> _Stated exercise_
Reproduce the records verbatim, starting at the very beginning and ending at the line that contains "72], [176, 53]]", including that line.

(Dataset entries)
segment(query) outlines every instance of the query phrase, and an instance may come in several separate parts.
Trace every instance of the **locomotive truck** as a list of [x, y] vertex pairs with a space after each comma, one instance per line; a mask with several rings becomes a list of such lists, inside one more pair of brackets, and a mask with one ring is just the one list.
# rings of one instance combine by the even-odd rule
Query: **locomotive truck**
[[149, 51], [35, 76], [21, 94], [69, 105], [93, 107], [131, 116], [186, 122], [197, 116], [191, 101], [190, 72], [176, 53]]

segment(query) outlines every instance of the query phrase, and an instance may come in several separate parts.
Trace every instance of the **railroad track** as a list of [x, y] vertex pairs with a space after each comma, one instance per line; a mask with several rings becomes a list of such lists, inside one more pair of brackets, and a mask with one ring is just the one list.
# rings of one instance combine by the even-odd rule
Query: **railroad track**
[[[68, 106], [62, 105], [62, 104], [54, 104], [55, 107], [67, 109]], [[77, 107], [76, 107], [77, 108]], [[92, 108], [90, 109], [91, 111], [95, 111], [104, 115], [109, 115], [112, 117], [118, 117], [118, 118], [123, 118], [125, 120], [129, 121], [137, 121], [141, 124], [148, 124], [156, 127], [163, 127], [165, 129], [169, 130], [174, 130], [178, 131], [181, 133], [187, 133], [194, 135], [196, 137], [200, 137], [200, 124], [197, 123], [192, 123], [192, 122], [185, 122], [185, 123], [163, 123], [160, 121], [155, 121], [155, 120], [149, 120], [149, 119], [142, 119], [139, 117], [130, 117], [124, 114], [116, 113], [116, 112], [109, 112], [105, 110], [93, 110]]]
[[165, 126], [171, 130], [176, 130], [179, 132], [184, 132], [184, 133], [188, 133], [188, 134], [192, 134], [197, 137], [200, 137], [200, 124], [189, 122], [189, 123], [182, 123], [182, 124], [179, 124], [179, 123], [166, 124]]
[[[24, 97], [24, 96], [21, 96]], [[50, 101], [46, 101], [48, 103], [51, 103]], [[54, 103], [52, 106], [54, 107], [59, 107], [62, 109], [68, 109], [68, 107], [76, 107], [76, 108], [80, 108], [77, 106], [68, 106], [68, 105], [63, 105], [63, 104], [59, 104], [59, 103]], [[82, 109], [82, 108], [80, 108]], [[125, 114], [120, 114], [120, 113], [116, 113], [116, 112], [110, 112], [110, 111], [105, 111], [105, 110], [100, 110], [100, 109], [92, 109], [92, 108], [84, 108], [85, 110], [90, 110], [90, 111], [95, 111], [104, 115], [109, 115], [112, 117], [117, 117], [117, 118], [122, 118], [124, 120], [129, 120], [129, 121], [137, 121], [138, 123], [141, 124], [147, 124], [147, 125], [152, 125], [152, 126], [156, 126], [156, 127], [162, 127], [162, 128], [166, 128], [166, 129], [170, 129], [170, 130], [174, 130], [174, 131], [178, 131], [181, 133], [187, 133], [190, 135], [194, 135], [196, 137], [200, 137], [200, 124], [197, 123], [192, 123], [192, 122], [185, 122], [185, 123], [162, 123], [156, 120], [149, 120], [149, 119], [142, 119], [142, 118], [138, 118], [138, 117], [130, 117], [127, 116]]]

> _Solution for this exercise_
segment(query) outlines every instance of the query phrase, and an instance may come in several separate parts.
Trace every instance of the **locomotive truck** as a list of [x, y] vertex pairs with a space after each comma, one instance per line; a mask with several rings becomes a list of such lists, inside one more pair of brackets, and a mask with one ring is just the one list.
# rings of one instance combine by the even-odd rule
Query: **locomotive truck**
[[149, 51], [35, 76], [21, 94], [69, 105], [93, 107], [131, 116], [186, 122], [197, 116], [191, 101], [190, 72], [176, 53]]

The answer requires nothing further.